__Task description__.
Change "pine tree" to "conifer" in the part of the listing that opens with the line containing "Target: double glass door" and runs through the end of the listing. Give only those lines, with nothing else altered.
## begin
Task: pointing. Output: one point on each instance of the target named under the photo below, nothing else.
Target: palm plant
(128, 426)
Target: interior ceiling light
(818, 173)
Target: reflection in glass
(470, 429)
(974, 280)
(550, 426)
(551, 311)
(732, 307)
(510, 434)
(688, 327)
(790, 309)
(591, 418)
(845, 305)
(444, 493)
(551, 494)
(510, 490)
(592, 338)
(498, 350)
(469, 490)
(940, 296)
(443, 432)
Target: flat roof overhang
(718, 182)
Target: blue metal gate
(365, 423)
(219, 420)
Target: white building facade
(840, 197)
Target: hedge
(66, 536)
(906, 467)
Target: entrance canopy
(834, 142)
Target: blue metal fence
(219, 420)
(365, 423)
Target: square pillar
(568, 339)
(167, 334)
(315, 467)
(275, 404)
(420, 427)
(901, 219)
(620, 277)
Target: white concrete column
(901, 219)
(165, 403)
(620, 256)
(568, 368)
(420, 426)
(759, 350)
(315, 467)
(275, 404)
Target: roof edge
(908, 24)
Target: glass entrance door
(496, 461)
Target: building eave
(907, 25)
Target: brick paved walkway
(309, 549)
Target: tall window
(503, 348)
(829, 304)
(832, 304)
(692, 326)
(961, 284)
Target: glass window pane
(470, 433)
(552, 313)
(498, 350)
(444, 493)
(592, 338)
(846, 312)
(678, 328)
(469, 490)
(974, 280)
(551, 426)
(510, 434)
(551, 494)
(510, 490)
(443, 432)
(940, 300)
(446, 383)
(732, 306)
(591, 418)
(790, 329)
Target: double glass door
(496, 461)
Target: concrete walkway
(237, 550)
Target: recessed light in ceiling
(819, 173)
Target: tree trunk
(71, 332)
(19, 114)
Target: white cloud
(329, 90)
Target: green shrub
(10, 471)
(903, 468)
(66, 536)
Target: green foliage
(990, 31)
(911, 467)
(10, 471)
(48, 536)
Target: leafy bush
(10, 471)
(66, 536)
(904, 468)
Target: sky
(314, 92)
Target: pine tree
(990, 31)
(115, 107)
## end
__Output below__.
Target: double glass door
(496, 461)
Target: concrete walkway
(237, 550)
Target: recessed light in ceiling
(819, 173)
Target: tree trunk
(71, 332)
(19, 114)
Target: white cloud
(329, 90)
Target: green shrub
(10, 471)
(903, 468)
(66, 536)
Target: green foliage
(990, 31)
(911, 467)
(10, 471)
(48, 536)
Target: leafy bush
(10, 471)
(66, 536)
(904, 468)
Target: sky
(314, 92)
Target: conifer
(990, 31)
(115, 107)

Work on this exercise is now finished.